**Quoted passage:**
+---+
# Fairmile on fire



## Newage (Jul 26, 2011)

Hi all
Just passed fairmile asylum and it looks like there
Is one hell of a fire there

Cheers newage


----------



## mookster (Jul 26, 2011)

Shit!!!! Hope that's not the case!!!


----------



## klempner69 (Jul 26, 2011)

Thats probably the parts they didnt want to keep but were told to!


----------



## Newage (Jul 26, 2011)

All looked ok at 05:50 this morning any body local that can
Find out what was burning last night would be a help


----------



## night crawler (Jul 26, 2011)

Strange I never heard any fire engines? Might take a little while but I can find out.


----------



## night crawler (Jul 26, 2011)

Yes there was but it was not the main building.


----------



## mookster (Jul 26, 2011)

That's a relief...might pop down there myself to see what's what


----------



## night crawler (Jul 26, 2011)

I'd leave it, the police are down there at the moment you could end up getting arested for acting suspiciously.


----------



## mookster (Jul 26, 2011)

Popped down for a look - turns out the fire was confined to some of the new build homes on the far right corner of the site - I saw the police doing their stuff and spoke to one of the builders hanging around by the entrance, he seemed as relieved as I was that the main block was untouched.


----------



## night crawler (Jul 26, 2011)

Link to the OXford Mail
http://www.oxfordmail.co.uk/news/9159690.Firefighters_tackle_blaze_at_old_hospital/


----------
+---+
**Information supplied:**

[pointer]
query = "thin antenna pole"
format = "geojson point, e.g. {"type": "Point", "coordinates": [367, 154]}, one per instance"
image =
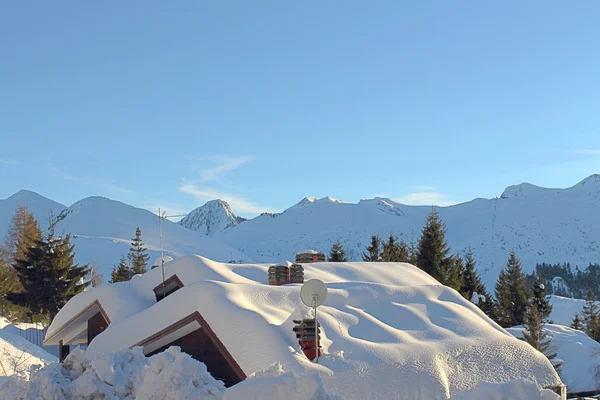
{"type": "Point", "coordinates": [316, 328]}
{"type": "Point", "coordinates": [162, 257]}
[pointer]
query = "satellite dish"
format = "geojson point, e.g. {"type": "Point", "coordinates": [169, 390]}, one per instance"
{"type": "Point", "coordinates": [313, 293]}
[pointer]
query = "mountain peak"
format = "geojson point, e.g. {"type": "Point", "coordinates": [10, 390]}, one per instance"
+---+
**Task prompt:** Copy the part of the Fairmile fire thread between "I'd leave it, the" and "block was untouched.", inclusive, renaming "builders" to "workers".

**Written solution:**
I'd leave it, the police are down there at the moment you could end up getting arested for acting suspiciously.


----------



## mookster (Jul 26, 2011)

Popped down for a look - turns out the fire was confined to some of the new build homes on the far right corner of the site - I saw the police doing their stuff and spoke to one of the workers hanging around by the entrance, he seemed as relieved as I was that the main block was untouched.